What you have to do :: Wherever "below" appears in a line of the listing, that line should be returned.

Listed entries ::
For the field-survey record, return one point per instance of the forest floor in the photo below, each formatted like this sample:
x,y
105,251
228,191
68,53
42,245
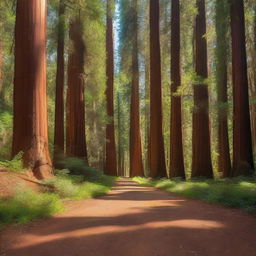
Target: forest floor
x,y
133,220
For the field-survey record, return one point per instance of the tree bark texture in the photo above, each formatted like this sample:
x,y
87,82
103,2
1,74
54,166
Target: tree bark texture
x,y
176,148
76,139
111,159
136,162
242,143
30,132
224,161
201,159
59,143
156,143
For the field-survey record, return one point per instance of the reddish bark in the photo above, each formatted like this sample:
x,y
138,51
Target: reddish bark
x,y
176,147
1,68
76,139
201,162
156,143
111,162
242,143
224,161
30,132
136,162
59,101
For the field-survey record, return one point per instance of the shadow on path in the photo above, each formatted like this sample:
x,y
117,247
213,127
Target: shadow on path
x,y
138,221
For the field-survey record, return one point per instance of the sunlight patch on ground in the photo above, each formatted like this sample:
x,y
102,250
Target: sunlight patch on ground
x,y
147,227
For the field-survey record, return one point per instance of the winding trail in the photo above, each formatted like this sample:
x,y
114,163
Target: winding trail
x,y
136,221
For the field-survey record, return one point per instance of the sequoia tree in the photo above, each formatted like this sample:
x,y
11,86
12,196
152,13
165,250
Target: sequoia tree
x,y
201,159
59,101
1,67
76,139
136,162
242,144
176,147
30,132
224,162
156,144
111,162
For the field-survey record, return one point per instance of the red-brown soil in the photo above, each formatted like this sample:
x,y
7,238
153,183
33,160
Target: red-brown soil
x,y
136,221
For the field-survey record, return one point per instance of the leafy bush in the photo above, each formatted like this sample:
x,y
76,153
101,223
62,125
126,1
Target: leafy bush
x,y
73,186
27,205
16,164
238,192
79,167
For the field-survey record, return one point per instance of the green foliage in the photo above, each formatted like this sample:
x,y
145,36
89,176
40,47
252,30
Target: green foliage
x,y
237,192
74,186
16,164
27,205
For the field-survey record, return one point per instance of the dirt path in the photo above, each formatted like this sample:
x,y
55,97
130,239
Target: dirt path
x,y
137,221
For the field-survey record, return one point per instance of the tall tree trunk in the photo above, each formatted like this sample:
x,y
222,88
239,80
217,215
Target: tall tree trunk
x,y
242,144
111,162
176,147
224,162
30,132
201,159
156,144
252,86
136,162
76,139
1,70
59,102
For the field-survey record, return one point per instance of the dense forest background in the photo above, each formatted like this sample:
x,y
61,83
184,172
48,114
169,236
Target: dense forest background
x,y
93,18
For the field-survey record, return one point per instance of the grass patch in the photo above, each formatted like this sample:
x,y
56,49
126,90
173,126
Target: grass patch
x,y
15,165
74,187
27,205
236,193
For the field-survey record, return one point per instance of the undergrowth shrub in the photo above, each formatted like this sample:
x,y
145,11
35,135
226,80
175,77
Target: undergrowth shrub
x,y
27,205
16,164
239,192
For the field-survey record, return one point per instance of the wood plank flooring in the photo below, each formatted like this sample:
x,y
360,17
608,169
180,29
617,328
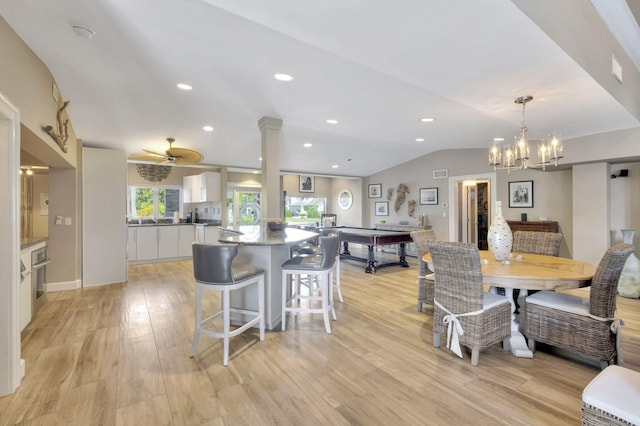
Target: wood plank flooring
x,y
119,355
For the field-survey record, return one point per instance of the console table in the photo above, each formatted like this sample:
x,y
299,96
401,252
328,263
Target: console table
x,y
545,226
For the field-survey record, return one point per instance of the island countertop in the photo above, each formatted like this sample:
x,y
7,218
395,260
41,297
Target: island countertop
x,y
261,236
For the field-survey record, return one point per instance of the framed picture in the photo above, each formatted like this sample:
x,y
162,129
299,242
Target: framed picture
x,y
345,199
521,194
375,190
382,208
307,183
428,195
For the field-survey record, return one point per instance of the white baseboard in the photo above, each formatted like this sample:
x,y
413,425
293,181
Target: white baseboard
x,y
62,286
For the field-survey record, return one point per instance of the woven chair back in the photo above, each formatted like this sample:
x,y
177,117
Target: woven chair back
x,y
605,282
458,276
547,243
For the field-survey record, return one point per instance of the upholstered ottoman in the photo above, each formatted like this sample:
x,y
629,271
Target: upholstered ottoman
x,y
612,398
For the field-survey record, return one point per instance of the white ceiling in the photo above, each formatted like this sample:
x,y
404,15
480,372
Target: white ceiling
x,y
376,66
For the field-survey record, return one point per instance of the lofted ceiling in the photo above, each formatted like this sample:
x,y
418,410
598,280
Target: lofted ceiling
x,y
376,66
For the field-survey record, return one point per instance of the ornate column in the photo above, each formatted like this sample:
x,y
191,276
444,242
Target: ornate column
x,y
271,188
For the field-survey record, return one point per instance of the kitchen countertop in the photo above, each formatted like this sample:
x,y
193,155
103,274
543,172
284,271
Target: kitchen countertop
x,y
260,236
135,225
32,242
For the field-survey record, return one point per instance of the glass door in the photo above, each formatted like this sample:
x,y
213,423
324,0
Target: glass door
x,y
243,208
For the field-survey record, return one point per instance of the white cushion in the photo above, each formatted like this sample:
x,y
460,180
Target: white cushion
x,y
490,300
615,390
561,301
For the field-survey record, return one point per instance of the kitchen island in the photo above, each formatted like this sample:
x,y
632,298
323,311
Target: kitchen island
x,y
267,250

Result ::
For the field-survey record, return one point per instance of the forest floor in the photo below, each formatted like this sample:
For the field-survey record, return one point per instance of the wood plank flooring in the photo below, each formatted like this sample:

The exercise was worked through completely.